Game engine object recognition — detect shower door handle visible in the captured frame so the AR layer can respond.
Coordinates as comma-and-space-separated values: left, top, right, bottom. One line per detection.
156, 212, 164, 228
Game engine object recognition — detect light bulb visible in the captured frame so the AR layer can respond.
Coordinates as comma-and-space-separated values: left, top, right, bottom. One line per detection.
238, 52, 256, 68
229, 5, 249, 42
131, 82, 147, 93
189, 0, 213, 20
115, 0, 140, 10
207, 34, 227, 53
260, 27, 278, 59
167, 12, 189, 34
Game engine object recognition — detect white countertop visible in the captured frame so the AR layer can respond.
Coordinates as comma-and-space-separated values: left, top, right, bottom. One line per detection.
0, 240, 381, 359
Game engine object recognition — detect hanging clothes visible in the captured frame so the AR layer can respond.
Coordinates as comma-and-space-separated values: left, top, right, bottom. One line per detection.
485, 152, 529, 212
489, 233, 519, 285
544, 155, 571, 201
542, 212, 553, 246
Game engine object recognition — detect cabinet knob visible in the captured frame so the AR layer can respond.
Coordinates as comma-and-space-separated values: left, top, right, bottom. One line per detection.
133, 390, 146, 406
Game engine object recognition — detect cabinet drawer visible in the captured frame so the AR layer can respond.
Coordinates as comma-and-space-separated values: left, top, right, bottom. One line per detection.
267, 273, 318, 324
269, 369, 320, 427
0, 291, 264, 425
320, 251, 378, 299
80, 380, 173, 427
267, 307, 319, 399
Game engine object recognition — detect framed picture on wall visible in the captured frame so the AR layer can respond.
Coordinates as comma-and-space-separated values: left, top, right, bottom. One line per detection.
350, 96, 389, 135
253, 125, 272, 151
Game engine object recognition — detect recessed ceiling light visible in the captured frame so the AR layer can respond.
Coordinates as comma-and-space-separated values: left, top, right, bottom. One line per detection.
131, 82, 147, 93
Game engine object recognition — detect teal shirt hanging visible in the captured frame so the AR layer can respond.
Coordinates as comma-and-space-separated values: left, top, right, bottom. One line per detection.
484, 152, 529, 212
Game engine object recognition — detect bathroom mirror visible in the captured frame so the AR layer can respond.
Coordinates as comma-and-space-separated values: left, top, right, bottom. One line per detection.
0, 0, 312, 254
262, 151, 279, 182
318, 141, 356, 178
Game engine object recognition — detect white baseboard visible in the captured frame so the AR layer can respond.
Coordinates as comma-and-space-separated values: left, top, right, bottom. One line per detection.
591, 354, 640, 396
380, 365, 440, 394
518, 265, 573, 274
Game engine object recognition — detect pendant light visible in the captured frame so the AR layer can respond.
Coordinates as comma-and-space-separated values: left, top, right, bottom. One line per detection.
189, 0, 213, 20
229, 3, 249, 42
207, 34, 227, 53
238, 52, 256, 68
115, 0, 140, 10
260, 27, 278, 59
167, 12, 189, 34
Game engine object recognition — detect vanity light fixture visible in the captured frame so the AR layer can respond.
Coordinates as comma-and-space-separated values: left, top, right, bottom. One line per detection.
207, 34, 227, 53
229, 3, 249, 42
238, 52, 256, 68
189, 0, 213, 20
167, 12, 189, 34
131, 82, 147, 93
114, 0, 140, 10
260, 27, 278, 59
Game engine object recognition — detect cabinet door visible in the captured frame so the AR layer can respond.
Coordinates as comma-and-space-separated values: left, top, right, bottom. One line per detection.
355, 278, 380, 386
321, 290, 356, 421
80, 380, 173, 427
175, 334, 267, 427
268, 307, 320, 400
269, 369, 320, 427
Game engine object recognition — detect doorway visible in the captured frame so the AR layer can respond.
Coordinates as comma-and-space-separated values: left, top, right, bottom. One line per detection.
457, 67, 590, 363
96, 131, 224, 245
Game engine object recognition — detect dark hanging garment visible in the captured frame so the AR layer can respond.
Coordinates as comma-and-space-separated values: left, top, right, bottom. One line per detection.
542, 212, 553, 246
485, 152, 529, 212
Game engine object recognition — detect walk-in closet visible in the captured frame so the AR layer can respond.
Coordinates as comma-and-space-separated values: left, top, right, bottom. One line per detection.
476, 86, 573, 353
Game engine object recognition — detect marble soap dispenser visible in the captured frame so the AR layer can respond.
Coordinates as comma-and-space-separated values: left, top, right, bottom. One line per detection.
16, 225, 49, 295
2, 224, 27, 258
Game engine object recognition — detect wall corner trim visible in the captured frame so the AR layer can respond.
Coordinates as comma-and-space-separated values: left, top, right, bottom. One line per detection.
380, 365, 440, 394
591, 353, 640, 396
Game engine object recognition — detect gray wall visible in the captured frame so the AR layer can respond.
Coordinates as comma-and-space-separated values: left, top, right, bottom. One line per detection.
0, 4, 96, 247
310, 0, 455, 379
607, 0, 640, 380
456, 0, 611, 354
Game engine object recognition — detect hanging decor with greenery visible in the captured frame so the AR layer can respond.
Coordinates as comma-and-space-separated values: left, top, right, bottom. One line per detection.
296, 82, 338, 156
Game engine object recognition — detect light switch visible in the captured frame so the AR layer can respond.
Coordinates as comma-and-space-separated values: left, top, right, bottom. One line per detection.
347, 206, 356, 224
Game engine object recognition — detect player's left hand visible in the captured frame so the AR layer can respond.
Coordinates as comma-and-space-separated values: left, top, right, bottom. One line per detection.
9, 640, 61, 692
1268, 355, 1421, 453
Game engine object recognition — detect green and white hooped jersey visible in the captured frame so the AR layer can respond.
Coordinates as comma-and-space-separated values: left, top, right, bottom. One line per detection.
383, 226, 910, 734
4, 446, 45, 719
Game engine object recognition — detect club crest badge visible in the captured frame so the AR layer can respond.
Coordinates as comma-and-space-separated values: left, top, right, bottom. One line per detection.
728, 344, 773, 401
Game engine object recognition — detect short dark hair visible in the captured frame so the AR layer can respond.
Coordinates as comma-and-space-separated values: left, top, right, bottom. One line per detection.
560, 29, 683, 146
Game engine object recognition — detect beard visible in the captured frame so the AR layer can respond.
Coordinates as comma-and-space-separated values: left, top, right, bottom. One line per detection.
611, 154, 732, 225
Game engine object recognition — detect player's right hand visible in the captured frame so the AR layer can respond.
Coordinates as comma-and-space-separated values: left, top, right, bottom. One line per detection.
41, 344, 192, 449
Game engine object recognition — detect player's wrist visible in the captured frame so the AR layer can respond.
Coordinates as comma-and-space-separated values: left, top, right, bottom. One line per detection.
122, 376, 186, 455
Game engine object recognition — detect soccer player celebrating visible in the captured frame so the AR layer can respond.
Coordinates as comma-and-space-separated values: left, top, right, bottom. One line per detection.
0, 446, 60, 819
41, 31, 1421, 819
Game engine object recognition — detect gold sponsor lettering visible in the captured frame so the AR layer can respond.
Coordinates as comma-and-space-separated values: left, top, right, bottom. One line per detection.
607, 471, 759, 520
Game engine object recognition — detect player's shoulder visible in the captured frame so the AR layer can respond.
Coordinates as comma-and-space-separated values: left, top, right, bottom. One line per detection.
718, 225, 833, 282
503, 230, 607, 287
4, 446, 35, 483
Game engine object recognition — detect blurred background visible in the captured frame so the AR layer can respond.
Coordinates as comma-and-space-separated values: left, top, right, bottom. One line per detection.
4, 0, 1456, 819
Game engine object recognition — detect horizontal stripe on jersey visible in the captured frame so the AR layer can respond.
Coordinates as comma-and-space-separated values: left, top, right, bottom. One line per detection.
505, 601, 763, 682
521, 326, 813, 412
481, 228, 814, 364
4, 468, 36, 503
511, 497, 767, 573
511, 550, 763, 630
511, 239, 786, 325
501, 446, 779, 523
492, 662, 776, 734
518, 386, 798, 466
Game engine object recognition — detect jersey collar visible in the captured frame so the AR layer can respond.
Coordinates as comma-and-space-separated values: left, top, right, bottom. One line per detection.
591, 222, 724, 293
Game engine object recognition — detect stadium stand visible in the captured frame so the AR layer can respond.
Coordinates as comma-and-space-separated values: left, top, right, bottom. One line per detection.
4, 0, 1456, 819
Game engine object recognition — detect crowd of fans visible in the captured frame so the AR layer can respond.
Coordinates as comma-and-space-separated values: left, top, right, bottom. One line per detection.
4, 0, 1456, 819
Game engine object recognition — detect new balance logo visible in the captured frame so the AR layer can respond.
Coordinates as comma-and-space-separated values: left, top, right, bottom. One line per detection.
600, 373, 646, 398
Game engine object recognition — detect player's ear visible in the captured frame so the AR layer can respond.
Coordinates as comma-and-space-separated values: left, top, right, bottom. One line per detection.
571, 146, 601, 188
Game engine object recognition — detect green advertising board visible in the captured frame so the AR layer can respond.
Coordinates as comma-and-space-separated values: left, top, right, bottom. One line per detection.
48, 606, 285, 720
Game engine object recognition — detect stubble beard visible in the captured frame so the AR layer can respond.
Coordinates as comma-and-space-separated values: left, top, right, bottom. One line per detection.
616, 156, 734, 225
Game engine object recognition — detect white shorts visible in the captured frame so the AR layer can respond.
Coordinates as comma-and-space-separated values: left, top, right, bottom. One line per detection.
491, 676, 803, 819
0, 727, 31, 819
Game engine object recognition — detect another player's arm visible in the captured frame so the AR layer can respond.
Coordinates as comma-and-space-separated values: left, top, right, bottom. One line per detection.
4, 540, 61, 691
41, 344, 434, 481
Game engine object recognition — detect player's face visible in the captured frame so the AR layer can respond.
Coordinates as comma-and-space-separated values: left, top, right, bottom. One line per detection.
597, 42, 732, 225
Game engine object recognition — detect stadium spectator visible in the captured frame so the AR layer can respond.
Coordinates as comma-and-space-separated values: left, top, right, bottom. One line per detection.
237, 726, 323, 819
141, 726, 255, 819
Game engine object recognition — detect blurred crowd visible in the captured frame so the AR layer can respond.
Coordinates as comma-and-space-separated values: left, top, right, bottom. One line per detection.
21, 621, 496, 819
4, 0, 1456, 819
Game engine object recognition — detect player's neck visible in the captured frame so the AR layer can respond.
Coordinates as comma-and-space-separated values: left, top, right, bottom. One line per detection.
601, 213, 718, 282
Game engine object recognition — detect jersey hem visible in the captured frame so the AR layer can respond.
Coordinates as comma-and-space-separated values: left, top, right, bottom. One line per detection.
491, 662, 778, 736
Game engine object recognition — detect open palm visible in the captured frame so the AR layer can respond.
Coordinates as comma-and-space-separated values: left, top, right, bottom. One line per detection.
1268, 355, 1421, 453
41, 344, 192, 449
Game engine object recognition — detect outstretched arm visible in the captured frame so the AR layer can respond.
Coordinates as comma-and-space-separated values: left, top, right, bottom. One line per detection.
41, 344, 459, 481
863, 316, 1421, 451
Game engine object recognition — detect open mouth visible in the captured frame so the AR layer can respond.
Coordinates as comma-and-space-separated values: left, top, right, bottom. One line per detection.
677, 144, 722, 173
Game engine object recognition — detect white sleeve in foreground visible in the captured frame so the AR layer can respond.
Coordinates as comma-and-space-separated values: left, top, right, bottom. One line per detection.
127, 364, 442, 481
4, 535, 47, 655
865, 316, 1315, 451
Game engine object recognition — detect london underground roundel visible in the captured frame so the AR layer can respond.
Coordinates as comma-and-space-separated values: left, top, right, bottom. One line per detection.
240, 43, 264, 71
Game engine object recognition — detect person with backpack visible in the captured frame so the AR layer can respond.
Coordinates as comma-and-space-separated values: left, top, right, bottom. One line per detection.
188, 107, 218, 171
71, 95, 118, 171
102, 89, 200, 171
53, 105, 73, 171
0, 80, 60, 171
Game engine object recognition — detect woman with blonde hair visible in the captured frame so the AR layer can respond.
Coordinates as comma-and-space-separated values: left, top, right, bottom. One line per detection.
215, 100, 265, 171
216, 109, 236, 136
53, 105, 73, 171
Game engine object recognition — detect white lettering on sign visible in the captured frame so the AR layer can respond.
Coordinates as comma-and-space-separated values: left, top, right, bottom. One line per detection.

----

Reproduce only the stretch of records from the line containing "Game engine object recognition — detect gold" through the line containing "4, 446, 35, 483", changing "player's shoulder" to "athlete's shoulder" and leaving everything else untouched.

EXERCISE RESULT
Game engine object recognition — detect gold sponsor lettering visible in the captured frame so the AR layer can respond.
Coordinates as comma-and-space-separated values: left, top, right, bottom. One line per detection.
607, 471, 759, 520
Game engine object recognition — detect athlete's shoulder visible in the captured frame so the AR layer can respond.
Coordinates as comma-and-space-separated values: left, top, right, bottom. One line per detection.
718, 225, 833, 282
503, 230, 607, 287
4, 446, 35, 483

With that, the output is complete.